■ **Brief A**
Report every line of the rows below that contains the string "woman". Case counts.

■ **Supplied passage**
((

Racist acts of exclusion and restriction lived on into my lifetime up to the Immigration and Nationality (Hart-Celler) Act of 1965. As one reform of the civil rights movement, the act eliminated the national origins quota system and exclusions. Consequently, immigration increased from Africa, Asia, and Latin America. This law is the basis for the national demographic shift we have seen happening over the last fifty years. Currently, the US consists of some 59% White non-Hispanic, Hispanic (the majority ethnic Mexican) 19%, 12% Black, Asian 7%, Indigenous 3%. By 2045, the US Census Bureau estimates that the white population will be a minority. Based on a sense of demographic, social, and political supremacy lost, tethered to the decline of the material well-being of the middle class leading to a general status anxiety, first coined by the eminent historian Richard Hofstadter in the 1955 Pulitzer Prize-winning book The Age of Reform, the Trump Administrations has politically capitalized on angst to make white supreme again.

**Comments on Resistance. Comments on Civic Engagement

But I refuse to be silent. Speaking up by way of these messages and attending protests is my way to live with myself as I think of Reverend Martin Niemöller’s trenchant poem, First They Came:

First they came for the Communists
And I did not speak out
Because I was not a Communist
Then they came for the Socialists
And I did not speak out
Because I was not a Socialist
Then they came for the trade unionists
And I did not speak out
Because I was not a trade unionist

Then they came for the Jews
And I did not speak out
Because I was not a Jew
Then they came for me
And there was no one left
To speak out for me.


C/S
fpb

Friday, February 7, 2025

The Student Fire Bell in the Night: Resistance in Ventura County to Xenophobia

On Friday, January 31, 2025, hundreds of angry Oxnard Union High School District and Oxnard School District students sounded the tocsin of resistance to the ICE raids unleashed by President Frump. They walked out in protest from the campuses of R.J. Frank Intermediate and the high schools of Channel Islands, Del Sol, Hueneme, Oxnard, Pacifica, and others. Some lined the streets and avenues adjacent to their campuses; others marched and drove to the City of Oxnard’s ombligo, la placita, where mi raza, in alliance with other working-class gente, historically organized similar rallies demanding immigrant rights as well as the end to police violence. 

Cars and pickup trucks roamed the intersection of Fifth and C Streets to affirm the students’ cause with repeated honks, blaring banda music, and the deafening revving of V8 engines. The students responded with hoots while pumping their pawky placards and Mexican colors. School administrators and teachers protectively observed the youth as did boomers like me, Gen Xers, and millennials—yes millennials you are no longer young.

 
Pacifica High student, at Oxnard’s placita, Friday, January 31, 2025 

 The righteous indignation of students continued into the night on Oxnard’s Saviers Road. As part of the protest, cars cruised this thoroughfare, as in the late 1970s, brandishing even more Mexican flags. Others lined up along the road. One galled covey burned the US flag.

))

■ **Brief B**
According to the essay, on what date did the Oxnard students walk out in protest?

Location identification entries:

((

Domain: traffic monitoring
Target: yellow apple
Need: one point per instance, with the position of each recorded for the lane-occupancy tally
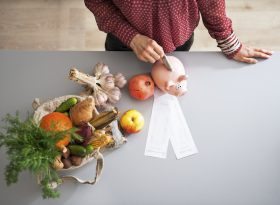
(132, 121)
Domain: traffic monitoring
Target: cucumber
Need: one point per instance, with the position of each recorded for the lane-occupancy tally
(89, 149)
(77, 150)
(66, 105)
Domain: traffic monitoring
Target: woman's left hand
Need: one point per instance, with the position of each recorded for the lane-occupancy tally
(248, 55)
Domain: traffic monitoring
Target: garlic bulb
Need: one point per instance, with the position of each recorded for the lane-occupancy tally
(107, 81)
(114, 95)
(100, 97)
(103, 86)
(100, 69)
(120, 80)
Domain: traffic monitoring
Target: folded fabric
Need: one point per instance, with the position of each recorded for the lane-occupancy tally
(168, 123)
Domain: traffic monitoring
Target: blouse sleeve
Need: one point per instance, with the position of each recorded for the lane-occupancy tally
(219, 26)
(110, 20)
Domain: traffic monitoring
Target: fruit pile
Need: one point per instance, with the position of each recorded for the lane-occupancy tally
(93, 130)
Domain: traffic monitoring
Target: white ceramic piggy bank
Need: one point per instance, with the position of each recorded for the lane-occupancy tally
(173, 82)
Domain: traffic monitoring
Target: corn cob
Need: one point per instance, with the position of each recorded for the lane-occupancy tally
(104, 119)
(101, 141)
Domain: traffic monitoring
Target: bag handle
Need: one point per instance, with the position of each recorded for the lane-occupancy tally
(99, 167)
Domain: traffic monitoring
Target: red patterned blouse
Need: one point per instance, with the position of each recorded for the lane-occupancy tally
(169, 22)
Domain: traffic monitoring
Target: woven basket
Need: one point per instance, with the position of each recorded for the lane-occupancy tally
(42, 109)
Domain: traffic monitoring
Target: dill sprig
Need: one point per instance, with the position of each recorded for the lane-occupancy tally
(32, 148)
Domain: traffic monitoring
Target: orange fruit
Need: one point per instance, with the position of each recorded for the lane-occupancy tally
(57, 121)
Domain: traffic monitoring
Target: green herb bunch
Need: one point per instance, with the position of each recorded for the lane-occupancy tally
(29, 147)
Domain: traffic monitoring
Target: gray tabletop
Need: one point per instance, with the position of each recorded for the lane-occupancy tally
(232, 110)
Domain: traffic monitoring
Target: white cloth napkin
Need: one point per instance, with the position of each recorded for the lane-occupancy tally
(168, 123)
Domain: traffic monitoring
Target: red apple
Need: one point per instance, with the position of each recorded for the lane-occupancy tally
(141, 87)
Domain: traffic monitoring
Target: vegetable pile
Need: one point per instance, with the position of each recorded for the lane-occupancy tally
(61, 140)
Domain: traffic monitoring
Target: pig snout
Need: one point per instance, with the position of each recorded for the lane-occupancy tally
(178, 89)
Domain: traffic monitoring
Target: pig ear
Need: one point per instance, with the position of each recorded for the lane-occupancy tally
(182, 78)
(168, 84)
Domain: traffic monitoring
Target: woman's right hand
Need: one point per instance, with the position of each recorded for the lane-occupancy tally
(146, 49)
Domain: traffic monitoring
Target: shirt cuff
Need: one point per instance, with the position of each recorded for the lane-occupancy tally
(230, 46)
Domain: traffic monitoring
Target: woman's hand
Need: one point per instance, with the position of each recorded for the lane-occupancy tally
(146, 49)
(249, 55)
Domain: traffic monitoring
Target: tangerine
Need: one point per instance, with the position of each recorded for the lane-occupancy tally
(57, 121)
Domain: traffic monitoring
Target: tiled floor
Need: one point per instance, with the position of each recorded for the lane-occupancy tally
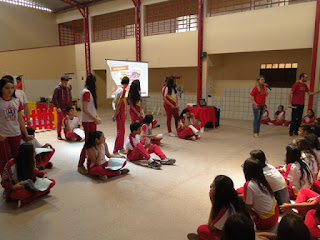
(147, 204)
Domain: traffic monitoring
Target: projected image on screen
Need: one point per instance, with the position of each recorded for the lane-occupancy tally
(116, 70)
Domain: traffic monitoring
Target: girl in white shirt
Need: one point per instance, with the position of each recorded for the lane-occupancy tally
(258, 196)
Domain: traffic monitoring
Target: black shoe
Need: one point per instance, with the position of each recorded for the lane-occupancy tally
(49, 165)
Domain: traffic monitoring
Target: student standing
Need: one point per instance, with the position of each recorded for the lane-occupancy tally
(258, 98)
(170, 103)
(296, 102)
(62, 99)
(90, 118)
(119, 115)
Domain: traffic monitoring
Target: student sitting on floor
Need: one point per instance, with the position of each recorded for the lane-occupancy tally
(290, 227)
(258, 196)
(312, 221)
(279, 116)
(265, 117)
(307, 155)
(274, 178)
(137, 151)
(97, 164)
(146, 131)
(309, 118)
(44, 153)
(71, 125)
(188, 127)
(224, 202)
(20, 178)
(306, 200)
(296, 172)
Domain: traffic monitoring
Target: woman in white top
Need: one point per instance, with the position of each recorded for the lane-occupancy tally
(97, 164)
(258, 196)
(90, 118)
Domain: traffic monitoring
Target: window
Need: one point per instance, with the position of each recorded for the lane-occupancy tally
(281, 75)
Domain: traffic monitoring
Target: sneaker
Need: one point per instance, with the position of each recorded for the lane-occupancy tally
(171, 134)
(19, 204)
(124, 171)
(122, 151)
(82, 170)
(49, 165)
(155, 165)
(167, 161)
(102, 177)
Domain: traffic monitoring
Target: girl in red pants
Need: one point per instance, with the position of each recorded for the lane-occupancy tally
(170, 103)
(258, 196)
(19, 172)
(296, 172)
(137, 151)
(11, 123)
(224, 202)
(90, 118)
(97, 164)
(43, 157)
(187, 126)
(306, 200)
(146, 131)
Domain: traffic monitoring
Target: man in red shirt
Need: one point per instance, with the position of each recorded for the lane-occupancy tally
(62, 99)
(296, 102)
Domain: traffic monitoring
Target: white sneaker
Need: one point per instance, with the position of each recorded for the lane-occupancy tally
(171, 134)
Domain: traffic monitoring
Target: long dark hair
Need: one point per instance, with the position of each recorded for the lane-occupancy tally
(25, 162)
(225, 195)
(147, 119)
(183, 112)
(238, 226)
(259, 154)
(91, 85)
(292, 227)
(134, 93)
(171, 85)
(293, 155)
(91, 140)
(253, 171)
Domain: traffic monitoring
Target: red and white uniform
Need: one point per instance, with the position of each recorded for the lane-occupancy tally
(136, 151)
(308, 120)
(265, 211)
(101, 169)
(87, 123)
(10, 128)
(9, 178)
(120, 118)
(292, 175)
(218, 222)
(73, 124)
(186, 132)
(170, 111)
(147, 129)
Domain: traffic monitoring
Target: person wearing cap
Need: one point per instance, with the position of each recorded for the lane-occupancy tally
(62, 99)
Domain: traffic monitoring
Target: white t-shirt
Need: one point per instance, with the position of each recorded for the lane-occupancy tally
(34, 142)
(102, 155)
(22, 96)
(274, 178)
(294, 177)
(128, 146)
(73, 123)
(312, 164)
(86, 95)
(9, 122)
(262, 202)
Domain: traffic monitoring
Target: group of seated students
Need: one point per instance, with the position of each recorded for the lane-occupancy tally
(267, 193)
(280, 117)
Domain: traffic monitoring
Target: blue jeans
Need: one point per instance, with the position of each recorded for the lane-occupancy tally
(257, 116)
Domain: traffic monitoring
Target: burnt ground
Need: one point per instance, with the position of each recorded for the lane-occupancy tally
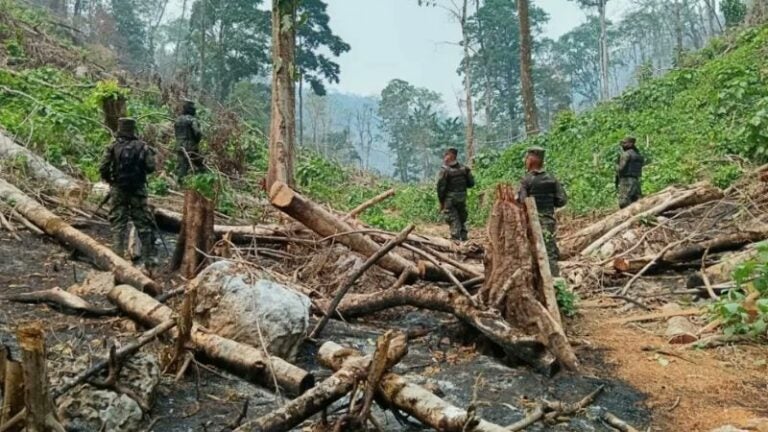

))

■ **Correct answer A**
Target: woman's left hand
Target: woman's right hand
Target: woman's hand
Target: woman in white top

■ **Correct answer B**
Friday, January 31, 2025.